The reply should give back every entry exactly as written.

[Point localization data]
····················

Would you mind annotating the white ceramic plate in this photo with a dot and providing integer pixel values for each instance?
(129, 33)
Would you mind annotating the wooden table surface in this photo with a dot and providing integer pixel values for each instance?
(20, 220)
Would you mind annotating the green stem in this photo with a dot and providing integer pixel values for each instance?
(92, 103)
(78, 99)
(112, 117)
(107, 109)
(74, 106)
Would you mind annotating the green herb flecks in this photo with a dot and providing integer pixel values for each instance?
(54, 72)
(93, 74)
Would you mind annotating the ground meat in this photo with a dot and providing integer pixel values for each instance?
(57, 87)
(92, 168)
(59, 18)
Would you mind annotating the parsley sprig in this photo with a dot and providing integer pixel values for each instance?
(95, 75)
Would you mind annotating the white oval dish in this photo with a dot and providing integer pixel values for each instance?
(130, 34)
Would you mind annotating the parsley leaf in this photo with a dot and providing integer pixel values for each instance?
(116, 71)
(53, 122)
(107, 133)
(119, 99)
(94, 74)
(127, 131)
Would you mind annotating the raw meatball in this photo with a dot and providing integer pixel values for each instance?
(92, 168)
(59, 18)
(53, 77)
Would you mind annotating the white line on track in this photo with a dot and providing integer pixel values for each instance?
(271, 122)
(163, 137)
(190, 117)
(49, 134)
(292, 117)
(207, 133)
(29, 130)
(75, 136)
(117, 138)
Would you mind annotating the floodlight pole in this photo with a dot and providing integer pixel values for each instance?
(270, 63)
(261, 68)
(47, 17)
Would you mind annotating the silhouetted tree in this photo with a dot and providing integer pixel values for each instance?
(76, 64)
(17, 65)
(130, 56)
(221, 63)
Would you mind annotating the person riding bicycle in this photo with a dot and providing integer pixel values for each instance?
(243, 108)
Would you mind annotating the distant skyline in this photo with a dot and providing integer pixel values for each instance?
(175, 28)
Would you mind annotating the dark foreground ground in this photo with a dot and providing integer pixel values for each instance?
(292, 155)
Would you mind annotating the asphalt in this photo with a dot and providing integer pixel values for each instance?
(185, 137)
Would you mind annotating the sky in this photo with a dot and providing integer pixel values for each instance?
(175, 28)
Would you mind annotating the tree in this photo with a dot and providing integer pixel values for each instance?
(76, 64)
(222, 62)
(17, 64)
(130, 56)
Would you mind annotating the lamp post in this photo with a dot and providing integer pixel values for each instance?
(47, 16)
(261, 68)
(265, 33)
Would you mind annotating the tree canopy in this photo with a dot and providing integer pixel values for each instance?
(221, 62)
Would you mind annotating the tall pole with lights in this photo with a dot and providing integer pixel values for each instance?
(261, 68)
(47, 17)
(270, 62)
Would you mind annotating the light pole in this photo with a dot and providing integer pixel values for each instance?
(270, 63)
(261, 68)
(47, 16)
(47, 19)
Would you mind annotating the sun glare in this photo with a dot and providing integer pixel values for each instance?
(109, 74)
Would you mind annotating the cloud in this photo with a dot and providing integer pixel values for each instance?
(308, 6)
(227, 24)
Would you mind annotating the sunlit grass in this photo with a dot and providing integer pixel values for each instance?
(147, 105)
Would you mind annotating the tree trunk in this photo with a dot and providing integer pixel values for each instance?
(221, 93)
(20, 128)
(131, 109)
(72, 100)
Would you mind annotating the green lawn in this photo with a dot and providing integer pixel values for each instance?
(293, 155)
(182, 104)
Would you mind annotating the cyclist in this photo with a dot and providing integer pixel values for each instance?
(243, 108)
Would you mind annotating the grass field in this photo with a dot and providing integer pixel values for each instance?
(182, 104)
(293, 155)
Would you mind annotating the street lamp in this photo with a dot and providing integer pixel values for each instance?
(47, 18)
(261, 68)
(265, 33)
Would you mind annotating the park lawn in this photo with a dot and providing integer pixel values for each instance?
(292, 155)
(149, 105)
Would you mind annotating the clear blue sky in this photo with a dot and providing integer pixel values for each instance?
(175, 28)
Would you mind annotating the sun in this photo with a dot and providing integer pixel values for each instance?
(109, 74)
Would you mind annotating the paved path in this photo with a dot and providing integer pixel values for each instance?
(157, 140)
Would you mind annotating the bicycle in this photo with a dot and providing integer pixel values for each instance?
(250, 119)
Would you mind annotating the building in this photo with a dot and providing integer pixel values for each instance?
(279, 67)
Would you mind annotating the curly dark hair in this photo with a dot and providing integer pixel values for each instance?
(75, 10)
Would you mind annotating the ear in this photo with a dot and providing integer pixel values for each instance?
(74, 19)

····················

Answer to this exercise:
Would you mind annotating the white ceramic plate in this photo with a dot and providing integer pixel values for each instance?
(129, 33)
Would you mind annotating the wooden table surface in this photo with a dot and providing integer pixel values for each instance?
(20, 220)
Would you mind annotating the green stem in this photo with a dot and providing integer pixel values for each instance?
(92, 103)
(78, 99)
(112, 117)
(107, 109)
(74, 106)
Would you mind annotating the green herb flecks in this photo with a dot and providing integer pixel values for each instance?
(54, 72)
(93, 74)
Would you mind annotating the ground meat in this photo with a dot and providing integer pixel values for each instance?
(57, 87)
(92, 168)
(59, 18)
Would you mind annotating the parsley sprig in this photo with a dot and providing integer pixel values for each instance?
(95, 75)
Would you mind annotating the white oval dish in this photo with a dot and providing integer pixel values for each instance?
(130, 34)
Would you mind annotating the parsley leaf in this photo with a dot and providing integer pixel values for each instance?
(116, 71)
(53, 122)
(107, 133)
(119, 99)
(94, 74)
(127, 131)
Would you mind annotating the raw meatball in this photo with a dot and providing integer pixel values for each instance?
(92, 168)
(59, 18)
(53, 77)
Would you mind annotating the white line on track in this photo with a dot and providing integer pixel values for each instance?
(271, 122)
(163, 137)
(190, 117)
(49, 134)
(292, 117)
(207, 133)
(29, 130)
(75, 136)
(117, 138)
Would you mind annotating the floodlight pole in this photo with a dot and providing integer pixel values for each instance?
(270, 63)
(261, 68)
(47, 17)
Would you mind annotating the silhouetted tree in this photo with a dot and providing integer pixel values for each instance?
(76, 64)
(17, 65)
(130, 56)
(221, 63)
Would you mind annotating the person riding bicycle in this photo with a dot and providing integer pixel values for each instance?
(243, 108)
Would you mind annotating the distant skyline in this photo with a dot and providing integer pixel values for each instance?
(175, 28)
Would you mind annotating the dark foreground ground in this photo with a dot and providing integer pixel values for each instance?
(292, 155)
Would you mind annotating the asphalt in this photo with a dot and providing integer pixel values for each instance?
(185, 137)
Would you mind annotating the sky in this photo with a dot and providing integer pixel values for each instance?
(175, 28)
Would you mind annotating the tree in this photo with a dot and providing integer pixel values for each instance?
(76, 64)
(222, 62)
(17, 64)
(130, 56)
Would you mind annotating the lamp post in this photo with a dot and providing integer pixel values for each instance?
(47, 16)
(261, 68)
(265, 33)
Would you mind annotating the tree canopy in this photo with a dot and providing integer pixel values for each instance?
(221, 62)
Would you mind annotating the tall pole with lights in this photo with a dot and providing integer pixel values for each instance?
(261, 68)
(47, 17)
(270, 62)
Would you mind annotating the light pole in this photo with a dot and providing integer pixel values for each instance?
(270, 63)
(261, 68)
(47, 16)
(47, 19)
Would you mind annotating the sun glare in this photo with a dot and providing integer pixel values for each instance?
(109, 74)
Would you mind annotating the cloud in this photo with a dot and providing integer pixel values for each instance?
(308, 6)
(227, 24)
Would you mind annotating the sunlit grass in this photo with a dot and providing integer pixel values for each instance?
(147, 105)
Would you mind annotating the tree trunk in this photo with a dot and providing integer pixel values for each instance?
(221, 93)
(20, 128)
(131, 109)
(72, 100)
Would you mind annotating the green lawn in this photo with a dot and providing integer pixel values for each instance?
(293, 155)
(182, 104)
Would you mind annotating the cyclist in this photo with a dot and providing integer pixel values for each instance?
(243, 108)
Would you mind annotating the grass field in this photo with a dot and providing integer pixel values for each instance?
(182, 104)
(293, 155)
Would you mind annotating the street lamp in this photo with a dot and providing integer pixel values for each instance?
(47, 18)
(261, 68)
(265, 33)
Would you mind annotating the park lawn in this photo with a dot and providing integer pixel values for each instance?
(292, 155)
(149, 105)
Would you mind annotating the clear blue sky in this photo with a dot and providing integer pixel values for each instance?
(175, 28)
Would you mind annotating the sun in this photo with a dot and providing integer pixel values for each instance?
(109, 74)
Would you mind annotating the paved path in this photo with a dot and providing integer pixel values for each instance?
(157, 140)
Would you mind annotating the bicycle in this photo with a dot and providing integer pixel values for each instance?
(250, 119)
Would you mind annotating the building in this photo with a dot and providing integer pixel values for each instance?
(279, 67)
Would you mind annotating the curly dark hair in this photo with a dot and providing integer pixel values for each instance?
(75, 10)
Would you mind annotating the ear in this photo with a dot and providing integer pixel values for each instance?
(74, 19)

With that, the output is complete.